• **EXERCISE BRIEF**:
Precise copying is required. Return the data below in full.

• **DATA FOR THE TASK**:
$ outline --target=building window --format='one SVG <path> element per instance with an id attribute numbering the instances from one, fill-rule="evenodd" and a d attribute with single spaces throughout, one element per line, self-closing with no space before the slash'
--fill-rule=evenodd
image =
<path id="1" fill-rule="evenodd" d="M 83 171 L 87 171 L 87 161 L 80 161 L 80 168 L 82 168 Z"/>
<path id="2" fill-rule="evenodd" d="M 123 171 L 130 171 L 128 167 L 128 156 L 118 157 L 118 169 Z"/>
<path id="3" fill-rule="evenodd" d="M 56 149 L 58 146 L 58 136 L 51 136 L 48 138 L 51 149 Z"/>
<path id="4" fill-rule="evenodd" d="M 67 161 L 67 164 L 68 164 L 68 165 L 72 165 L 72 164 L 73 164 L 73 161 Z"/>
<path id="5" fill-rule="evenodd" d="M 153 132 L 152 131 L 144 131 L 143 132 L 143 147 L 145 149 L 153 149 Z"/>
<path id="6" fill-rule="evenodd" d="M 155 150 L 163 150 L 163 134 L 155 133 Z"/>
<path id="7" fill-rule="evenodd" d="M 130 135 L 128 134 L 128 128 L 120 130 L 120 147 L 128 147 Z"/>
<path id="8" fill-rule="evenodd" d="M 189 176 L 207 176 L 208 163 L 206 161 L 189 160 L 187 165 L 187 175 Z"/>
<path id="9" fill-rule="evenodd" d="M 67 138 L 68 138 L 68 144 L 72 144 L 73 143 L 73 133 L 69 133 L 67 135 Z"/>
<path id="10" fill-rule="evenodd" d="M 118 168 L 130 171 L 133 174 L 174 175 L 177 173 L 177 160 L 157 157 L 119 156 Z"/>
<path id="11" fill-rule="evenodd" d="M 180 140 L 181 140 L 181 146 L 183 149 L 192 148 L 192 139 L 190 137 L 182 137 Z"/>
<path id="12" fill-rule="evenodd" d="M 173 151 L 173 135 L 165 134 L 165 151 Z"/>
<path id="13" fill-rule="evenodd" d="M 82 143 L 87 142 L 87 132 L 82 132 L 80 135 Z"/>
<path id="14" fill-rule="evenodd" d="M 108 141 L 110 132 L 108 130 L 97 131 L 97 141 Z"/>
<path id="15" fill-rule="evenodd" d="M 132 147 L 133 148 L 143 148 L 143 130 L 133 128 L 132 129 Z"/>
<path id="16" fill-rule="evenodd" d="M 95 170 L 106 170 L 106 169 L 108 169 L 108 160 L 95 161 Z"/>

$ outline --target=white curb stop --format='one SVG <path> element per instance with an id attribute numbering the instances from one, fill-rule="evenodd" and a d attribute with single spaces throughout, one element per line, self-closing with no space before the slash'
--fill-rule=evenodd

• **EXERCISE OUTPUT**:
$ outline --target=building window --format='one SVG <path> element per instance with an id attribute numbering the instances from one, fill-rule="evenodd" and a d attribute with single spaces throughout, one element per line, self-closing with no space before the slash'
--fill-rule=evenodd
image =
<path id="1" fill-rule="evenodd" d="M 83 171 L 87 171 L 87 161 L 80 161 L 80 168 L 82 168 Z"/>
<path id="2" fill-rule="evenodd" d="M 123 171 L 130 171 L 128 167 L 128 156 L 118 157 L 118 169 Z"/>
<path id="3" fill-rule="evenodd" d="M 56 149 L 58 146 L 58 136 L 51 136 L 48 138 L 51 149 Z"/>
<path id="4" fill-rule="evenodd" d="M 67 161 L 67 164 L 68 164 L 68 165 L 72 165 L 72 164 L 73 164 L 73 161 Z"/>
<path id="5" fill-rule="evenodd" d="M 153 132 L 152 131 L 144 131 L 143 132 L 143 147 L 145 149 L 153 149 Z"/>
<path id="6" fill-rule="evenodd" d="M 155 150 L 163 150 L 163 134 L 155 133 Z"/>
<path id="7" fill-rule="evenodd" d="M 130 135 L 128 134 L 128 128 L 120 130 L 120 147 L 128 147 Z"/>
<path id="8" fill-rule="evenodd" d="M 189 176 L 207 176 L 208 163 L 206 161 L 189 160 L 187 165 L 187 175 Z"/>
<path id="9" fill-rule="evenodd" d="M 67 138 L 68 138 L 68 144 L 72 144 L 73 143 L 73 133 L 69 133 L 67 135 Z"/>
<path id="10" fill-rule="evenodd" d="M 118 168 L 130 171 L 133 174 L 174 175 L 177 173 L 177 160 L 157 157 L 119 156 Z"/>
<path id="11" fill-rule="evenodd" d="M 180 140 L 181 140 L 181 146 L 183 149 L 192 148 L 192 139 L 190 137 L 182 137 Z"/>
<path id="12" fill-rule="evenodd" d="M 173 151 L 173 135 L 165 134 L 165 151 Z"/>
<path id="13" fill-rule="evenodd" d="M 82 143 L 87 142 L 87 132 L 82 132 L 80 135 Z"/>
<path id="14" fill-rule="evenodd" d="M 108 141 L 110 132 L 108 130 L 97 131 L 97 141 Z"/>
<path id="15" fill-rule="evenodd" d="M 132 147 L 133 148 L 143 148 L 143 130 L 133 128 L 132 129 Z"/>
<path id="16" fill-rule="evenodd" d="M 95 170 L 106 170 L 106 169 L 108 169 L 108 160 L 95 161 Z"/>

$ outline --target=white curb stop --format='one SVG <path> element per instance with an id attribute numbering the instances from one, fill-rule="evenodd" and a d attribute with single spaces throughout, one element per line, self-closing with no space before the slash'
--fill-rule=evenodd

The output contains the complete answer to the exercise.